*ПРИВЕДЁННЫЙ ОТРЫВОК:*
.....
То было время всеобщего разрушения, когда ста­рые устои афинского общества впервые стали качать­ся от размаха освобожденной персидскими войнами мысли. Коренное изменение в общественно-полити­ческих отношениях страны, — изменение, выразивше­еся в крушении старого аристократического порядка и замене его демократической конституцией, — было лишь сигналом к массовому восстанию против всей совокупности понятий и идей, существовавших доселе как незыблемые истины.

Жизнь Афин, как и всех гражданских общин древности, покоилась в гораздо большей степени, нежели жизнь современных об­ществ, на целой системе религиозно-нравственных и политических понятий, выработанных трудами мно­гочисленных поколений и преемственно передаваемых из века в век. Эти освященные традициями понятия казались чем-то стоящим выше человеческого разу­ма: они считались божественного происхождения и, как таковые, вечными, непреложными, неприкосно­венными.
.....
*РАЗДЕЛ ДАННЫХ:*
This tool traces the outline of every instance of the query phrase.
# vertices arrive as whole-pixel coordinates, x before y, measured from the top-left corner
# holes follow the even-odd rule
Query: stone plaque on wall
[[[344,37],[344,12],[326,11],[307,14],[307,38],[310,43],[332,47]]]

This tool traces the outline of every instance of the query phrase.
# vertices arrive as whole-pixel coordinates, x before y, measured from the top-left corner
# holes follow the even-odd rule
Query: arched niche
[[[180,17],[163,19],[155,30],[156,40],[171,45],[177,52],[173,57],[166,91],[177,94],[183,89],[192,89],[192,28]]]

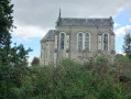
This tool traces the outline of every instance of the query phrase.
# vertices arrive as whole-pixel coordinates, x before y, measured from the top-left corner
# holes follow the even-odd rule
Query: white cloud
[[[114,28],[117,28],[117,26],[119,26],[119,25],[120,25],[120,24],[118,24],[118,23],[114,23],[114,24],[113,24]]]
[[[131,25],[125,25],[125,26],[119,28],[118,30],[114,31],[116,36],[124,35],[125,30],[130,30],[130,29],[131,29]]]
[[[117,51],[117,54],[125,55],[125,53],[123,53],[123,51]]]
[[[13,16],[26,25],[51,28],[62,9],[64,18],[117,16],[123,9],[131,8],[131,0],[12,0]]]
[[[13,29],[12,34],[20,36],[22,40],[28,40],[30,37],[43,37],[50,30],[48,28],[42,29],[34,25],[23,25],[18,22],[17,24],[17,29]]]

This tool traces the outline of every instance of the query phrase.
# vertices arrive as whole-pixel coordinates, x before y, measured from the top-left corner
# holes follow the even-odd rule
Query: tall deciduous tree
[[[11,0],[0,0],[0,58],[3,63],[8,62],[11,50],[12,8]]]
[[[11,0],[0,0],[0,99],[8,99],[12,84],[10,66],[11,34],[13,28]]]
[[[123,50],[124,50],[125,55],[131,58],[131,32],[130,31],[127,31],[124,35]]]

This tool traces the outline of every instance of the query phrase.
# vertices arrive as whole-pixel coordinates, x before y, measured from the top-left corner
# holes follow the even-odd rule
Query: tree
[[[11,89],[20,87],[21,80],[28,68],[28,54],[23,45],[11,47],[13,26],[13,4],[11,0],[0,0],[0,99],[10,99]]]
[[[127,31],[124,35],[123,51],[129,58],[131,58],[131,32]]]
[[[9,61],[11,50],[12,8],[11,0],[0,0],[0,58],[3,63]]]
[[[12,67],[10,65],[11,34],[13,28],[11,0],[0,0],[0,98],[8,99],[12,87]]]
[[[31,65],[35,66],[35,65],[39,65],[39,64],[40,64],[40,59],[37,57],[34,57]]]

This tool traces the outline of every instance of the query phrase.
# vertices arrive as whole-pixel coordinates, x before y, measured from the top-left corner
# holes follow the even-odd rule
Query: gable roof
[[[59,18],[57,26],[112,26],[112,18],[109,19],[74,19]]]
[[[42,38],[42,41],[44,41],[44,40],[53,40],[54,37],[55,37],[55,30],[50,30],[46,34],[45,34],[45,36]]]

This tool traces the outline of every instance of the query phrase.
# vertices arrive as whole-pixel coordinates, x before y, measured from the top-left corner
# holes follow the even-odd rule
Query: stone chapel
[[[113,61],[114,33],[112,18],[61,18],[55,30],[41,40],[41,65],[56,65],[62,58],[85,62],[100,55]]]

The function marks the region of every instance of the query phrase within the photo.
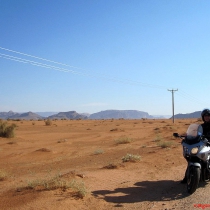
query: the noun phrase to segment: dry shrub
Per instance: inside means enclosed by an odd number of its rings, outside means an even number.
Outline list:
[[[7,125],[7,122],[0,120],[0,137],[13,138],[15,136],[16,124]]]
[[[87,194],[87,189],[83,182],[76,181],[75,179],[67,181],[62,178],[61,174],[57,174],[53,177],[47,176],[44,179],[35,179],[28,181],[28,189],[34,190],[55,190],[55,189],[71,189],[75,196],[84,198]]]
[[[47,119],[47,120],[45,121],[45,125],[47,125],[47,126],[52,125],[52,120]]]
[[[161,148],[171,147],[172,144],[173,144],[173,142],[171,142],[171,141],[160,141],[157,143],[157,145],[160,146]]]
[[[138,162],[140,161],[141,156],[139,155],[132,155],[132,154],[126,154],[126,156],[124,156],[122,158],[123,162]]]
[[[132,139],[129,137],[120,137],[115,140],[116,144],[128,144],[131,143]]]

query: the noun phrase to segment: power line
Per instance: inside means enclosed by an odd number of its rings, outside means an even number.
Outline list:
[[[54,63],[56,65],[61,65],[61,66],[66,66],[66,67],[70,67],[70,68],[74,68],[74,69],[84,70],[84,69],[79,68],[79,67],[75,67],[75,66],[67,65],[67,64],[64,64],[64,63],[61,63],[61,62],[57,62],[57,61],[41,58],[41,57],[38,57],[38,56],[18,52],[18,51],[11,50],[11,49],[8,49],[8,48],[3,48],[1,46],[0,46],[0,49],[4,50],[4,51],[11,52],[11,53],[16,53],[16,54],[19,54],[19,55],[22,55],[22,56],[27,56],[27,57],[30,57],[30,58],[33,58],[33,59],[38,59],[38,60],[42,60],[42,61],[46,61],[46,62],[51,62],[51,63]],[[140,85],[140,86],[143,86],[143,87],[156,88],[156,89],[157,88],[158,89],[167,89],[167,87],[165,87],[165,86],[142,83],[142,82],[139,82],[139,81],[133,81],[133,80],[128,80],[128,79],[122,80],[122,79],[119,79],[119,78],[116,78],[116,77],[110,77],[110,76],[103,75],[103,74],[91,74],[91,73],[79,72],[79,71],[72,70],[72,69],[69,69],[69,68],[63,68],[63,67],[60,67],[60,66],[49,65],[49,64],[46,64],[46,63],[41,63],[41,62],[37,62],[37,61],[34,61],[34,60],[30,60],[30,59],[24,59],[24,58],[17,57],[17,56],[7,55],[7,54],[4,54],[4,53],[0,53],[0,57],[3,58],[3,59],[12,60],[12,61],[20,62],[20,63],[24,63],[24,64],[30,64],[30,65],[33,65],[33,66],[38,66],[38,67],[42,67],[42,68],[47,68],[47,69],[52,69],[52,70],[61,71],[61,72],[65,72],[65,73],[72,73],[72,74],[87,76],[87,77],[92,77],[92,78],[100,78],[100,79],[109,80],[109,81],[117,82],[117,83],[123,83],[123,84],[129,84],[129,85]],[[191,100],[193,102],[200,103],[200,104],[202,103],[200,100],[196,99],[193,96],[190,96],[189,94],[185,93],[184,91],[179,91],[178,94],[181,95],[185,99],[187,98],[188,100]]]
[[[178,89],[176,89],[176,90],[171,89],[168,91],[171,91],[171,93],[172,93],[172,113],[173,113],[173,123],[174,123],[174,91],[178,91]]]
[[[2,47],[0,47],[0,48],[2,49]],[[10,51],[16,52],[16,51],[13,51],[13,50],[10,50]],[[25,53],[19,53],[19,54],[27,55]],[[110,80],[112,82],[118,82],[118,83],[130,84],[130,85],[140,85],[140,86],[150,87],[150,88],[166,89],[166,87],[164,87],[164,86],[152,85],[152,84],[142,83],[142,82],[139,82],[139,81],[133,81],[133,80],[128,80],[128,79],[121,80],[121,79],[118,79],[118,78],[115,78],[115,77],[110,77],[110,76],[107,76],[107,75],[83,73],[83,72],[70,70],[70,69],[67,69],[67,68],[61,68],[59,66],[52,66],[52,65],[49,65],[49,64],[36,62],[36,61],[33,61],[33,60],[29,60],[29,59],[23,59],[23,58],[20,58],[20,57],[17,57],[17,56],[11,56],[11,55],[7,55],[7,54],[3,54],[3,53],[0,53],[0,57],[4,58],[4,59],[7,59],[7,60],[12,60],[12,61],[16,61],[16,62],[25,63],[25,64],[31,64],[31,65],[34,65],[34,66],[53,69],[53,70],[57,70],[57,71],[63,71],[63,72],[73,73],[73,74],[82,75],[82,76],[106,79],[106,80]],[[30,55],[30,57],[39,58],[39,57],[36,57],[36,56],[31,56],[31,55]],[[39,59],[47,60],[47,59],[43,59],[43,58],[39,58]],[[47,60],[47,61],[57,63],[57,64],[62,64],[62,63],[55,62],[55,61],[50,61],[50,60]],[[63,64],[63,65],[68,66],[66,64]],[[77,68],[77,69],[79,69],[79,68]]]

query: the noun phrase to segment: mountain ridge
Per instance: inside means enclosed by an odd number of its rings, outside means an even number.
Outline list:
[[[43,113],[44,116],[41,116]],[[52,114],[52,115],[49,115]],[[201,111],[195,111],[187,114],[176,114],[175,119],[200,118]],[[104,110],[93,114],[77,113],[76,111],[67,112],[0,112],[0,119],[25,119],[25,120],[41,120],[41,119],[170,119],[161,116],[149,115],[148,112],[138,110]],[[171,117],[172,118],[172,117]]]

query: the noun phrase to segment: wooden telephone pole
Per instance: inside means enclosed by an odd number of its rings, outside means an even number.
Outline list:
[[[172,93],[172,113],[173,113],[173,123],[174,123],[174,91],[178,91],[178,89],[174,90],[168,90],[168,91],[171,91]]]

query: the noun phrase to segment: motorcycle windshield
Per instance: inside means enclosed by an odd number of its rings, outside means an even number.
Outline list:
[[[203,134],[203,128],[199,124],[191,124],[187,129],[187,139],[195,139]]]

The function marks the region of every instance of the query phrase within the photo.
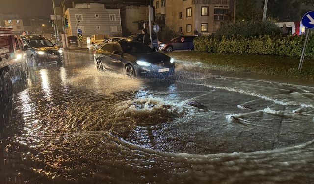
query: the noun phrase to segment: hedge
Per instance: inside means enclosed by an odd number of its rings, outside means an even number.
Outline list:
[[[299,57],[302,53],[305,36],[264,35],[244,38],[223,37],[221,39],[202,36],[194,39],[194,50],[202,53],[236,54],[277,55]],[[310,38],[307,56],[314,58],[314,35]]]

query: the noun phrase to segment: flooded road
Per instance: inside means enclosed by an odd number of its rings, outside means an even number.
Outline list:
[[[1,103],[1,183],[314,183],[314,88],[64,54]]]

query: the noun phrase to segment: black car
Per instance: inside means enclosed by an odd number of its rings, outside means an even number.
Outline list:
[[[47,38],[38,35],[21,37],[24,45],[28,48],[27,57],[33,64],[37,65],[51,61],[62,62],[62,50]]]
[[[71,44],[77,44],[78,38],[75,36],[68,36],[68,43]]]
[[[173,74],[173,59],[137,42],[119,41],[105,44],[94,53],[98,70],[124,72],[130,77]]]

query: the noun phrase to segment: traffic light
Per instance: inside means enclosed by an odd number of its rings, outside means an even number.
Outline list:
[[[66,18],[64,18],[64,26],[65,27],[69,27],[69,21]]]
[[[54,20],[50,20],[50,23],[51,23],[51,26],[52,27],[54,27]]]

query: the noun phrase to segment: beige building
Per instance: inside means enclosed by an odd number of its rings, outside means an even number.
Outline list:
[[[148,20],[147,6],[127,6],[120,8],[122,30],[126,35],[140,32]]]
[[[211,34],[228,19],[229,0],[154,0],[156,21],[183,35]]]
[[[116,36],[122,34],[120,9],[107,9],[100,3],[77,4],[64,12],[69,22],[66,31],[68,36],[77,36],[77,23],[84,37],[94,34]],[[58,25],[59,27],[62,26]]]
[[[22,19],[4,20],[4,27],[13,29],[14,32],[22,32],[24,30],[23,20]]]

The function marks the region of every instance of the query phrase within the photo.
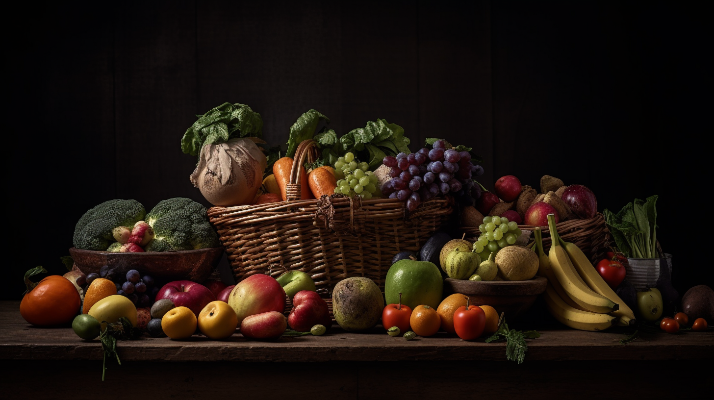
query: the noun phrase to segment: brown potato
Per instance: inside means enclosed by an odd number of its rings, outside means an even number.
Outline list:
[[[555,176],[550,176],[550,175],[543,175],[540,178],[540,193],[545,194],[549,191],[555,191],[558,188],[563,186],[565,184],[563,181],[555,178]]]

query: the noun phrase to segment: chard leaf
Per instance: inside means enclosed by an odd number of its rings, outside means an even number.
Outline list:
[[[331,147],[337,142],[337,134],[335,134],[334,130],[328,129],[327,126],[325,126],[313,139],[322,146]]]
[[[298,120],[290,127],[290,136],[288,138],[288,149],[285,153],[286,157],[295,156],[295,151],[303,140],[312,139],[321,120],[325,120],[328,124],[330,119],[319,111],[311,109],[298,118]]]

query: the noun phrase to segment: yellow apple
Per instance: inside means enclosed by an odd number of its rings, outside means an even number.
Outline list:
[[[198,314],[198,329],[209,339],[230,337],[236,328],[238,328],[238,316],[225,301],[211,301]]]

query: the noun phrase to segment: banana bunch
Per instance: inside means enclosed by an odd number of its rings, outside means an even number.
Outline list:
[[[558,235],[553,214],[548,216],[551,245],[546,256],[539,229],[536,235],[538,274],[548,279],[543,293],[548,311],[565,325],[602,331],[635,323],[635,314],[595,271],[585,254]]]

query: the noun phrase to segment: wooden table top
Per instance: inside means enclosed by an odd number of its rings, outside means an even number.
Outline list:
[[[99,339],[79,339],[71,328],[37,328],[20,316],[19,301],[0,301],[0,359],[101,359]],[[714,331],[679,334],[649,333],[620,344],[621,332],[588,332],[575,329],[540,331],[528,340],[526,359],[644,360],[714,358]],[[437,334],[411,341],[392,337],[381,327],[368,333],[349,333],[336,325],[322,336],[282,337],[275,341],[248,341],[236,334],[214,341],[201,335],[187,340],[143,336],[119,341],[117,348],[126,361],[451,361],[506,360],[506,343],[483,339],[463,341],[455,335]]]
.....
*КРАТКОЕ ЗАДАНИЕ:*
Перепечатайте из приведённого отрывка об Афинах фрагмент от слов «Жизнь Афин, как» до слов «вечными, непреложными, неприкосно­венными.» включительно, без каких-либо изменений.

*РЕШЕНИЕ:*
Жизнь Афин, как и всех гражданских общин древности, покоилась в гораздо большей степени, нежели жизнь современных об­ществ, на целой системе религиозно-нравственных и политических понятий, выработанных трудами мно­гочисленных поколений и преемственно передаваемых из века в век. Эти освященные традициями понятия казались чем-то стоящим выше человеческого разу­ма: они считались божественного происхождения и, как таковые, вечными, непреложными, неприкосно­венными.